Set down, word for word, the part of the post below about the complex conjugate of a root of unity that runs from "It says we define" up to and including "root of unity.".

---- Provided passage

It says we define $w={\normalsize e}^{\Large{\frac{2\pi i}{N}}}$, the $N^{th}$ root of unity (that is $w^N=1$ )
also, $\bar{w}$ is the complex conjugate of $w$ that is since $w={\normalsize e}^{\Large{\frac{2\pi i}{N}}}$ then $\bar{w}$ $={\normalsize e}^{\Large{\frac{-2\pi i}{N}}}$
I am wondering should the complex conjugate of the root of unity be also 1. It is the only thing that makes sense to me to solve the below problem
so what i means is
$\bar{w}^N$=1=${w}^N$
also, as you will see below. is it also legal to do
$\bar{w}^{\textbf{-N}}$=1=${w}^N$ where that N is negative in the first part if you cannot see it. If that is true than the calculation below would be correct.
I have read that in the root of unity it is always 1, so the complex conjugate would also have to be 1 in order for it to be a root of unity.

--------
---- Data section

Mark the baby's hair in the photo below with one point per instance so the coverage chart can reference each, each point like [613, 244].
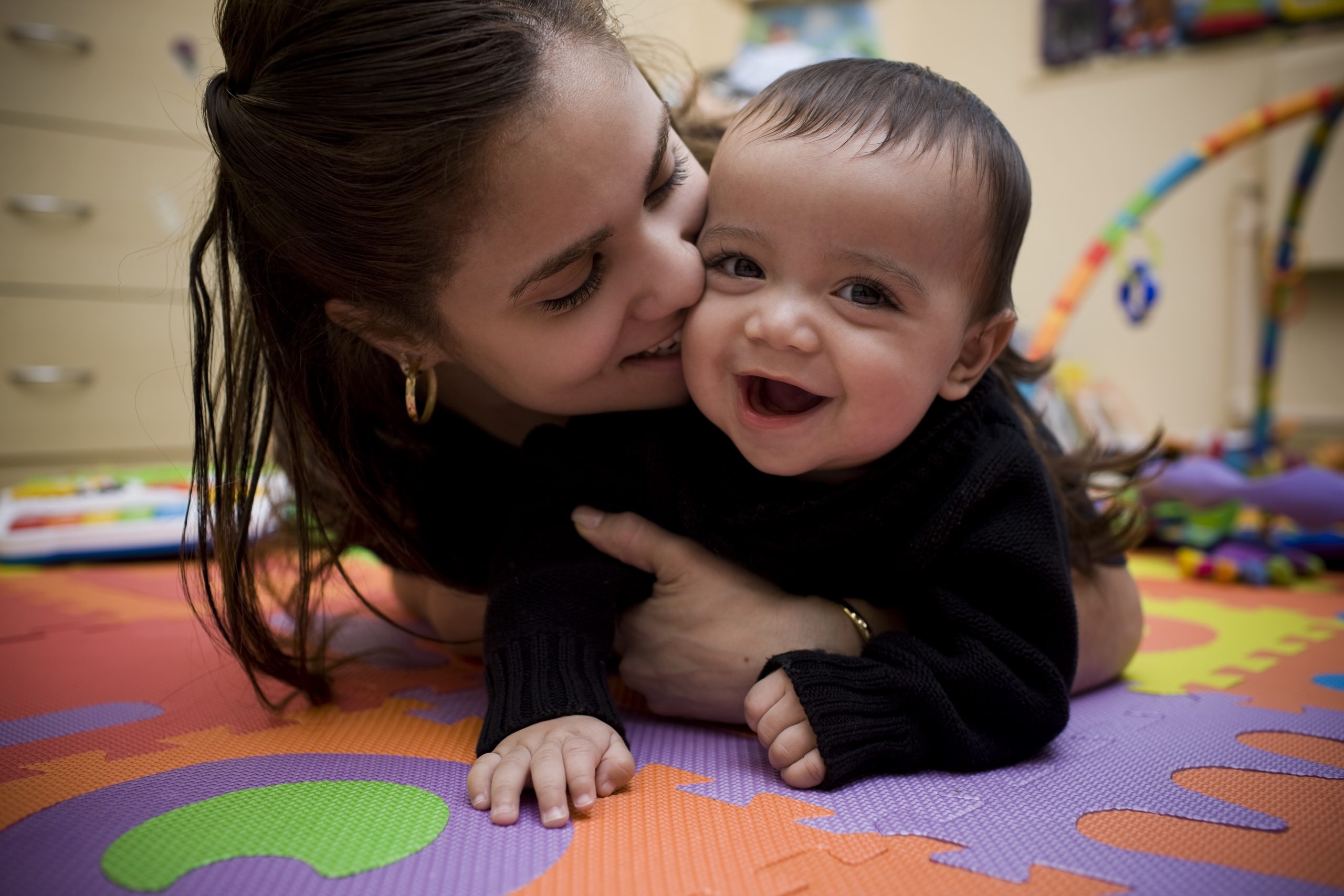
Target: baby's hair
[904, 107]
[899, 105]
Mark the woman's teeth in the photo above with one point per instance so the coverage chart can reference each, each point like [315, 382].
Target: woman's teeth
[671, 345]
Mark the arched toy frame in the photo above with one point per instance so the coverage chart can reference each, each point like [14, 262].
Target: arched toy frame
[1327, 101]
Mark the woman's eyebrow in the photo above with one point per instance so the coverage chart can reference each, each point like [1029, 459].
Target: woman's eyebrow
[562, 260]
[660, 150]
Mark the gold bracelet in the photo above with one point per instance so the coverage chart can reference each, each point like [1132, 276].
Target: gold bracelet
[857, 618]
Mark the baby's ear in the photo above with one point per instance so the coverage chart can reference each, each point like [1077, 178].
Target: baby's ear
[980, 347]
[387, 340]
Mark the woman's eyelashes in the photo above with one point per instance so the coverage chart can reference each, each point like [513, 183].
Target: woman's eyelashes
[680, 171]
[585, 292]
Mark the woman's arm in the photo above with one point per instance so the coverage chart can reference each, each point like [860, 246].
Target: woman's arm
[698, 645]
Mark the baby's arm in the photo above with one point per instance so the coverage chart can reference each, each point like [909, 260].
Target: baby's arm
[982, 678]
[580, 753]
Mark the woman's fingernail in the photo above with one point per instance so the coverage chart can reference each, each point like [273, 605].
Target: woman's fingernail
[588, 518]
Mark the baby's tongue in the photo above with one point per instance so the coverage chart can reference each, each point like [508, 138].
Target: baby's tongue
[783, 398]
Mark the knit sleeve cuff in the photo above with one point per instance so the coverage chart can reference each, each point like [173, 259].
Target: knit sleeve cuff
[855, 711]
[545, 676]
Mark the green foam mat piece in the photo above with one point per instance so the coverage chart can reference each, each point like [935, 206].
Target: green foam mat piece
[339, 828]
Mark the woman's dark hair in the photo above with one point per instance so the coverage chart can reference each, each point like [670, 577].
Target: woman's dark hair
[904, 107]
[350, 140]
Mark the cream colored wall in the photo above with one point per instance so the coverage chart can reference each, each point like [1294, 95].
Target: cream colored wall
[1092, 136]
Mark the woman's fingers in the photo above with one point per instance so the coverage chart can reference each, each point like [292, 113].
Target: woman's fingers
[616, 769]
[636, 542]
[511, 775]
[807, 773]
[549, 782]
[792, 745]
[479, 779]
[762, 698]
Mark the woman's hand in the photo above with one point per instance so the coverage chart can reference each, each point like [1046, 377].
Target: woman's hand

--------

▸ **Result for this task**:
It says we define $w={\normalsize e}^{\Large{\frac{2\pi i}{N}}}$, the $N^{th}$ root of unity (that is $w^N=1$ )
also, $\bar{w}$ is the complex conjugate of $w$ that is since $w={\normalsize e}^{\Large{\frac{2\pi i}{N}}}$ then $\bar{w}$ $={\normalsize e}^{\Large{\frac{-2\pi i}{N}}}$
I am wondering should the complex conjugate of the root of unity be also 1. It is the only thing that makes sense to me to solve the below problem
so what i means is
$\bar{w}^N$=1=${w}^N$
also, as you will see below. is it also legal to do
$\bar{w}^{\textbf{-N}}$=1=${w}^N$ where that N is negative in the first part if you cannot see it. If that is true than the calculation below would be correct.
I have read that in the root of unity it is always 1, so the complex conjugate would also have to be 1 in order for it to be a root of unity.